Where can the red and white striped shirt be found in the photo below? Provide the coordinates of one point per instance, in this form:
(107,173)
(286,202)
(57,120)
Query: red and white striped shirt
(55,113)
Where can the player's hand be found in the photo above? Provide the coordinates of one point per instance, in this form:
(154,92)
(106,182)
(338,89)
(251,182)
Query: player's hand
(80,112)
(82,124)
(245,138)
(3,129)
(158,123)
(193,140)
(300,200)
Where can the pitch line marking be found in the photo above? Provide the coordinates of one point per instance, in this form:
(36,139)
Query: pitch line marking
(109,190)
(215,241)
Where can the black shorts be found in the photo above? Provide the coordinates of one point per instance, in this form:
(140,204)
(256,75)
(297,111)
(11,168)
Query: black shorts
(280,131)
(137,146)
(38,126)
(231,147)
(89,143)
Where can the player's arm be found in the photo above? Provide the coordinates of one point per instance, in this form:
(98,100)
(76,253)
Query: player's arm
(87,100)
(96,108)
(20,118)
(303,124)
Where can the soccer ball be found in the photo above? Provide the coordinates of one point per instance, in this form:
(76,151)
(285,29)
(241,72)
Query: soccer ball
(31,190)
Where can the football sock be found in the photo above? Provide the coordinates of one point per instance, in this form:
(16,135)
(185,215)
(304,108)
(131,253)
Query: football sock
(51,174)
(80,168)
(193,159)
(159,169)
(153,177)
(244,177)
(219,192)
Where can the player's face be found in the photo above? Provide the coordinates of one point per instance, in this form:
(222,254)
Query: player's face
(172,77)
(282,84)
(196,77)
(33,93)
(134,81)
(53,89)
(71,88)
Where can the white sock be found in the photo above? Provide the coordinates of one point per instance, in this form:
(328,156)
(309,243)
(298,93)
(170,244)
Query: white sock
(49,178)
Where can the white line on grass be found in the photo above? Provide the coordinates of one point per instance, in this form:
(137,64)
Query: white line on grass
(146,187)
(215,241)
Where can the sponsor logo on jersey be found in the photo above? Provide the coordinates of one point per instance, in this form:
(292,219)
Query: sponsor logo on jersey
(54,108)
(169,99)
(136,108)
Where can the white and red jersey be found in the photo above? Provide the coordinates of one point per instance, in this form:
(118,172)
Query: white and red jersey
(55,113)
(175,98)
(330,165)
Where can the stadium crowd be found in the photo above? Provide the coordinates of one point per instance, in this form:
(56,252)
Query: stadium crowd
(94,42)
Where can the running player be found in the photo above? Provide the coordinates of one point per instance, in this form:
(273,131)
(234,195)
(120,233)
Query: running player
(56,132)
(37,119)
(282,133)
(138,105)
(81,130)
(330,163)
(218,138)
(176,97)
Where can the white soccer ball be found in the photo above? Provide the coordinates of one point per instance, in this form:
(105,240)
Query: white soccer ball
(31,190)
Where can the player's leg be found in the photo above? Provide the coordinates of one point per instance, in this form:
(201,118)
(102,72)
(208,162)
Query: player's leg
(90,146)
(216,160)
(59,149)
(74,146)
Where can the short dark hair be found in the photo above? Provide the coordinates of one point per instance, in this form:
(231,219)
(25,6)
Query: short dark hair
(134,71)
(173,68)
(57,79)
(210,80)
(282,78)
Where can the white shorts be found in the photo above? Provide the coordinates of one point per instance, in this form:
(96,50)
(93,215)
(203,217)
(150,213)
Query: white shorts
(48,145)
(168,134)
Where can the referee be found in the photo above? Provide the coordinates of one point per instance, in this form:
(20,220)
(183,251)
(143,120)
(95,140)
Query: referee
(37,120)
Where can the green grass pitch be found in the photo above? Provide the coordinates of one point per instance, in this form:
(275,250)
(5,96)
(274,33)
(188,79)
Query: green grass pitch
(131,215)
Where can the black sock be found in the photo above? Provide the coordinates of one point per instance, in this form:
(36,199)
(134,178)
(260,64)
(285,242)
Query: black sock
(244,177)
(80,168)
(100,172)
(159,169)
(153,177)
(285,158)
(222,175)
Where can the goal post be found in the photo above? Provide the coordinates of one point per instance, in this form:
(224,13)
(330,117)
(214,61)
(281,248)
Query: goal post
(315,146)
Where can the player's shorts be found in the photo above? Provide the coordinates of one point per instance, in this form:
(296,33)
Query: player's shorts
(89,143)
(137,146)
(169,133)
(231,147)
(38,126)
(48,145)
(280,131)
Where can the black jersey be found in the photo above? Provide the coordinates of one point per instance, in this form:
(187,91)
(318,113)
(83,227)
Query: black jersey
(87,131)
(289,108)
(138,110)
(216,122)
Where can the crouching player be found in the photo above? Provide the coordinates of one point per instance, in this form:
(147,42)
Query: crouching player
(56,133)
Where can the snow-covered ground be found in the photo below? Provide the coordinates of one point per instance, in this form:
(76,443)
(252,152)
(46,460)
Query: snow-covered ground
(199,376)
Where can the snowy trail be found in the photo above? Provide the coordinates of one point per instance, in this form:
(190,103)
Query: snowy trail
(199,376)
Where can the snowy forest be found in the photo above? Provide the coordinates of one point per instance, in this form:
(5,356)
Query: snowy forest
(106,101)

.....

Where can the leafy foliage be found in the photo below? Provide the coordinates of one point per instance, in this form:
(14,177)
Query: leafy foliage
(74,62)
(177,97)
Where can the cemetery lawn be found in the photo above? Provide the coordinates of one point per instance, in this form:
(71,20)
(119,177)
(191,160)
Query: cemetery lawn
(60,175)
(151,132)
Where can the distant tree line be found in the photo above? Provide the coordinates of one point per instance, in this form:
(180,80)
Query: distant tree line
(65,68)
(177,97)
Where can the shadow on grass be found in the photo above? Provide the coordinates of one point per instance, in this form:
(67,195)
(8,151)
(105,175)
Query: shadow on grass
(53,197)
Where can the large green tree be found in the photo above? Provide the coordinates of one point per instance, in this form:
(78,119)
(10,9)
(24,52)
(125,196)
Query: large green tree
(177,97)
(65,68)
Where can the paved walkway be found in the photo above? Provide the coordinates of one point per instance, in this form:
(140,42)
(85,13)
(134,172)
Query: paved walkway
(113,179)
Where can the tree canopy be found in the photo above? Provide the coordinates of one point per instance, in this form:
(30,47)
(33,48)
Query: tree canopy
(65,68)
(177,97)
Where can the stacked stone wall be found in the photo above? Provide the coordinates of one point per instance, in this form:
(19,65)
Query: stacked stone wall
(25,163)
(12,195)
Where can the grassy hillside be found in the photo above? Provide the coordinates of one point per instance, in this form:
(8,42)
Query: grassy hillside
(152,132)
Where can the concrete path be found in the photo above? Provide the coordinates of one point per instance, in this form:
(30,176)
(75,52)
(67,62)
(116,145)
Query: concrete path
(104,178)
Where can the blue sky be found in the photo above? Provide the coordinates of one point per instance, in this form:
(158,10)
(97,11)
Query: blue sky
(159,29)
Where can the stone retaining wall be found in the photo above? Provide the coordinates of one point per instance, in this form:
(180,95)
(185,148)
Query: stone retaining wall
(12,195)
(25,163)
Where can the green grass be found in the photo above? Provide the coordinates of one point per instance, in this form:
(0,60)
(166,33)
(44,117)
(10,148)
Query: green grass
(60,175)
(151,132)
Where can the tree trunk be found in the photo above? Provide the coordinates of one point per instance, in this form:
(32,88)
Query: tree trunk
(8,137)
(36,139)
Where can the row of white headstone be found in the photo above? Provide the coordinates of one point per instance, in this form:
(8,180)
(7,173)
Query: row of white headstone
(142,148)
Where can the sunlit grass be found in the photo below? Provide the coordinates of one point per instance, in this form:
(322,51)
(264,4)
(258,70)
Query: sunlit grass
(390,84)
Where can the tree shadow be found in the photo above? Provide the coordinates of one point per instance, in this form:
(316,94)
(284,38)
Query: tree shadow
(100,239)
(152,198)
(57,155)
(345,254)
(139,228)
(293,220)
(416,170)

.....

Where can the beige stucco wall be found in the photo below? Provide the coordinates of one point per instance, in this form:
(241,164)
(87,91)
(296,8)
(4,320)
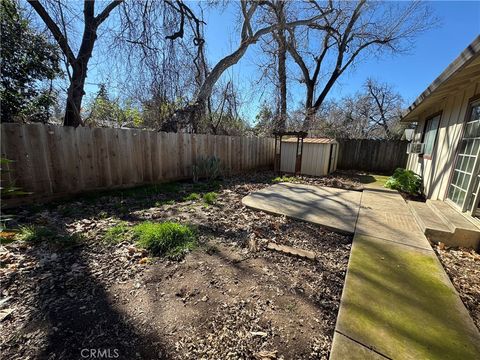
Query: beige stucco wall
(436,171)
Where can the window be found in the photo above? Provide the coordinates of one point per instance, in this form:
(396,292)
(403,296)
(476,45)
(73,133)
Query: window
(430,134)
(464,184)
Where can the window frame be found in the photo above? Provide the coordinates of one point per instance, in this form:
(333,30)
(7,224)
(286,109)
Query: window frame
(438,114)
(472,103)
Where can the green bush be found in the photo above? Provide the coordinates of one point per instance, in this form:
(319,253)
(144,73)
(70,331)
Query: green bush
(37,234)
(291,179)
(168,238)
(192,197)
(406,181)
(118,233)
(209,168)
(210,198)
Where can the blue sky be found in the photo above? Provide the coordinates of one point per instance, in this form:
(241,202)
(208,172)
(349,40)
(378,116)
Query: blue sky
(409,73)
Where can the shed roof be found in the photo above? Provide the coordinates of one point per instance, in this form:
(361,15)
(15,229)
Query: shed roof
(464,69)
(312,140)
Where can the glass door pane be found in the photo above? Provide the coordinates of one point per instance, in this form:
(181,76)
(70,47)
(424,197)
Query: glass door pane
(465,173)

.....

--- Work required ---
Pull out each line of the material above that contains the word "snowy", and copy those lines in the order they appear.

--- Exercise response ---
Where can the snowy trail be found in the photo above? Provide the coordinates of one point per instance, in this form:
Query: snowy trail
Where can the snowy forest be found in the photo above? Provide the coordinates of one point per instance, in this form:
Query: snowy forest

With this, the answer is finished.